• _Instruction_
Reproduce every line of the material below verbatim, leaving out the pictures.

• _Gathered data entries_
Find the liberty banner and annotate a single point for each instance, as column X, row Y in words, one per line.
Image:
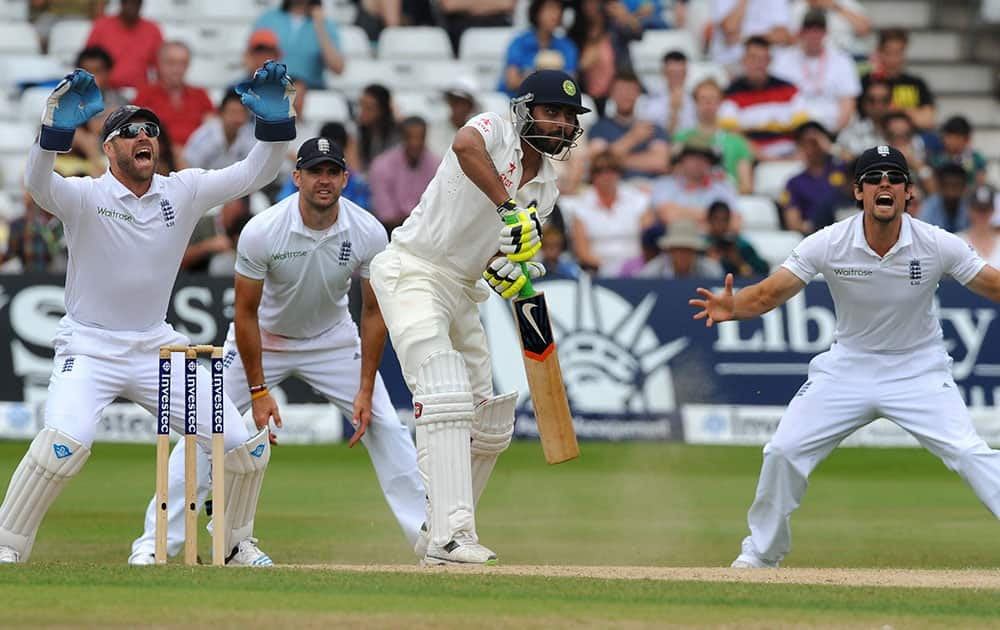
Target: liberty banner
column 635, row 365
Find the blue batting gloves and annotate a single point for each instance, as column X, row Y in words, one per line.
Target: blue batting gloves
column 269, row 95
column 75, row 100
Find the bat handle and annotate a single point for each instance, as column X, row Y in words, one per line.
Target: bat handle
column 527, row 290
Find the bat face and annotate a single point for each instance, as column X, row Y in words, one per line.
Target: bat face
column 534, row 326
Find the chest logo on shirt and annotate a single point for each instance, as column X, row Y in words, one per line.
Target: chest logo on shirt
column 119, row 215
column 852, row 272
column 916, row 273
column 167, row 212
column 344, row 256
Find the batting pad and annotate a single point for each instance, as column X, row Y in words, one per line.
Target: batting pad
column 492, row 428
column 52, row 458
column 442, row 409
column 245, row 467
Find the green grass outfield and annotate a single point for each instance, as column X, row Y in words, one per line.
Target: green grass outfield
column 644, row 505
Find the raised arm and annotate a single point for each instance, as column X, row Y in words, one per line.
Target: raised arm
column 749, row 302
column 986, row 283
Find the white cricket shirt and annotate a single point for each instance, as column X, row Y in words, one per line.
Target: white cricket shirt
column 885, row 304
column 124, row 251
column 306, row 275
column 455, row 226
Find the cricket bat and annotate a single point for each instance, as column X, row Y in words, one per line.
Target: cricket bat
column 541, row 366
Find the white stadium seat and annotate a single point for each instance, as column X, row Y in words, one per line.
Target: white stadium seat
column 774, row 246
column 758, row 212
column 18, row 38
column 33, row 104
column 354, row 43
column 406, row 43
column 67, row 39
column 325, row 106
column 769, row 178
column 647, row 53
column 20, row 69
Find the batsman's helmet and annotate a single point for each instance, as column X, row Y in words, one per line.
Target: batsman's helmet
column 547, row 87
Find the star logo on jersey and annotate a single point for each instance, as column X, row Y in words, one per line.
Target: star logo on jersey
column 167, row 212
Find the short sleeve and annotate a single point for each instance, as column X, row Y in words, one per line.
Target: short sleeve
column 252, row 252
column 806, row 260
column 958, row 258
column 490, row 127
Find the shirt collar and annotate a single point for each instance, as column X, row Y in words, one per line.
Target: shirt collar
column 343, row 223
column 119, row 190
column 905, row 236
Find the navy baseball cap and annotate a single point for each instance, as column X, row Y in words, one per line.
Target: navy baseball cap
column 318, row 150
column 880, row 157
column 123, row 115
column 551, row 87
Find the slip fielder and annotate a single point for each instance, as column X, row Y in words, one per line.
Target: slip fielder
column 127, row 231
column 293, row 273
column 427, row 286
column 888, row 357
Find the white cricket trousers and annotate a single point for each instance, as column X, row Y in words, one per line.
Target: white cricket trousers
column 93, row 367
column 846, row 389
column 428, row 311
column 331, row 365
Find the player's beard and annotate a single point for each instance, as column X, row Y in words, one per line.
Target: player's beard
column 130, row 170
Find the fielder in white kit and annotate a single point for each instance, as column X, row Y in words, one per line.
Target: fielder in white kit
column 427, row 284
column 126, row 232
column 888, row 358
column 293, row 273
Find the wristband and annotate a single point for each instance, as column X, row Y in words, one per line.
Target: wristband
column 507, row 207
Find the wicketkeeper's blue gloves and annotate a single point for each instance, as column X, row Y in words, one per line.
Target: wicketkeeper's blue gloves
column 269, row 95
column 75, row 100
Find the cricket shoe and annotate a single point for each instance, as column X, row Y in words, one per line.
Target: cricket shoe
column 462, row 549
column 248, row 554
column 748, row 559
column 141, row 559
column 8, row 555
column 423, row 540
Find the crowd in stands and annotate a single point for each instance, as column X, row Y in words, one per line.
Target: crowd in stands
column 659, row 183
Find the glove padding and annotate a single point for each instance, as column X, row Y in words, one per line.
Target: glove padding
column 507, row 278
column 75, row 100
column 269, row 95
column 521, row 239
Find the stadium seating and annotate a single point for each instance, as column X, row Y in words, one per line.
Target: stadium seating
column 18, row 38
column 67, row 39
column 326, row 105
column 758, row 212
column 774, row 246
column 769, row 178
column 408, row 43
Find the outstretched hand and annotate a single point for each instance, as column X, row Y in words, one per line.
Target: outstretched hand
column 715, row 307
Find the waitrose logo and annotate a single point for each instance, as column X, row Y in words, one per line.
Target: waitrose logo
column 286, row 255
column 115, row 214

• _Output below_
Find the liberty banner and annotate a single point for each instance, as column X, row Y in words, one per line.
Image:
Target: liberty banner
column 635, row 365
Find the blue batting gloves and annotate a single point for each instance, as column X, row Y in words, one per line.
Target: blue batting gloves
column 269, row 95
column 75, row 100
Find the bat handle and annotate a single point for each instance, as column X, row Y in words, one per line.
Target: bat handle
column 527, row 290
Find the bat face and annotate a single point for each instance, as column X, row Y in words, one per line.
Target: bat face
column 534, row 326
Find the chest logo on shirt and annotate a single point for each instance, as column X, row Y in words, one per line.
Target: chest logo on shirt
column 119, row 215
column 852, row 272
column 916, row 273
column 167, row 212
column 344, row 256
Find the batting pad and annotate a single point for each instance, as column X, row Y in words, one per line.
Target: batting pad
column 492, row 428
column 52, row 458
column 442, row 409
column 245, row 467
Find the green grass outfield and annotate a single point for each instance, as column X, row Y in words, one per line.
Target: green grass outfield
column 644, row 505
Find the raised arm and annotate a single point for each instance, as column X, row Y in words, one per line.
Target: raised arm
column 749, row 302
column 986, row 283
Find the white cricket shirt and annotate a single point for each instance, as column X, row Y in words, one per line.
Target: white cricket shirt
column 885, row 304
column 124, row 251
column 306, row 275
column 455, row 226
Find the cricket bat and annotate a single point for each instance, as column X, row Y in words, one per line.
Target: cricket bat
column 541, row 366
Find the white stadium seat and annotate a single point for each instance, as column X, row Y in words, one per line.
Target: white stadium seat
column 774, row 246
column 758, row 212
column 18, row 38
column 33, row 104
column 354, row 43
column 406, row 43
column 67, row 39
column 325, row 106
column 769, row 178
column 647, row 53
column 20, row 69
Find the batsman's helmet and annotate a single point for each instance, as column X, row Y in words, one per line.
Target: batsman's helmet
column 547, row 87
Find the star logo on jersey and annotate a single point for each instance, as column X, row Y in words, one per line.
Target: star logo on jersey
column 167, row 212
Find the short sleeve and annotate a single point for each instance, as column X, row Y in words, one per line.
Target: short sleeve
column 252, row 252
column 806, row 260
column 958, row 258
column 490, row 127
Find the shirt collar and annotate a single point for each instance, as column X, row Y in words, one per line.
Target: shirt collar
column 343, row 223
column 119, row 190
column 905, row 236
Find the navy baseball cap and annotate a single point for each instance, as column X, row Y in words, one per line.
Target: navy baseball cap
column 318, row 150
column 880, row 157
column 123, row 115
column 551, row 87
Find the slip fielder and annotate a single point for each instance, as column X, row Y in words, one per line.
Target: slip fielder
column 127, row 231
column 293, row 273
column 427, row 286
column 888, row 357
Find the white cricket trousers and annotate a single point for each instance, as column X, row Y in words, one per line.
Target: white cricket trousers
column 93, row 367
column 846, row 389
column 428, row 311
column 331, row 365
Find the player's beard and annotate a single point for each instance, as column X, row Y in words, one per line.
Target: player's beard
column 130, row 170
Find the fielder in white kit and annotate a single point for each instance, as column X, row Y in words, one per line.
Target: fielder in white kit
column 427, row 284
column 126, row 232
column 888, row 358
column 293, row 273
Find the wristband and annotate a single point for each instance, as column X, row Y in words, one per line.
Target: wristband
column 507, row 207
Find the wicketkeeper's blue gloves and annotate a single point for each instance, as column X, row Y in words, one per line.
Target: wicketkeeper's blue gloves
column 269, row 95
column 75, row 100
Find the cricket shoe and annotate a single point for each instance, as column X, row Y in words, one per line.
Target: cricket shoe
column 462, row 549
column 248, row 554
column 748, row 559
column 141, row 559
column 8, row 555
column 423, row 540
Find the crowd in stands and annotate a single point for each instance, as column X, row Y in words, one per line.
Target: crowd in stands
column 659, row 183
Find the glove padding and annotate a single point for each instance, as column X, row Y in words, one per line.
Target: glove padding
column 507, row 278
column 75, row 100
column 269, row 95
column 521, row 239
Find the stadium seating and annotate a single point for each instance, as column X, row Y in words, one per line.
Target: stadium seating
column 18, row 38
column 67, row 39
column 326, row 105
column 758, row 212
column 774, row 246
column 769, row 178
column 408, row 43
Find the outstretched hand and annotate a single point for each instance, as column X, row Y in words, one per line.
Target: outstretched hand
column 715, row 307
Find the waitrose logo and annotate a single point for each instance, as column X, row Y in words, one per line.
Target: waitrose logo
column 286, row 255
column 115, row 214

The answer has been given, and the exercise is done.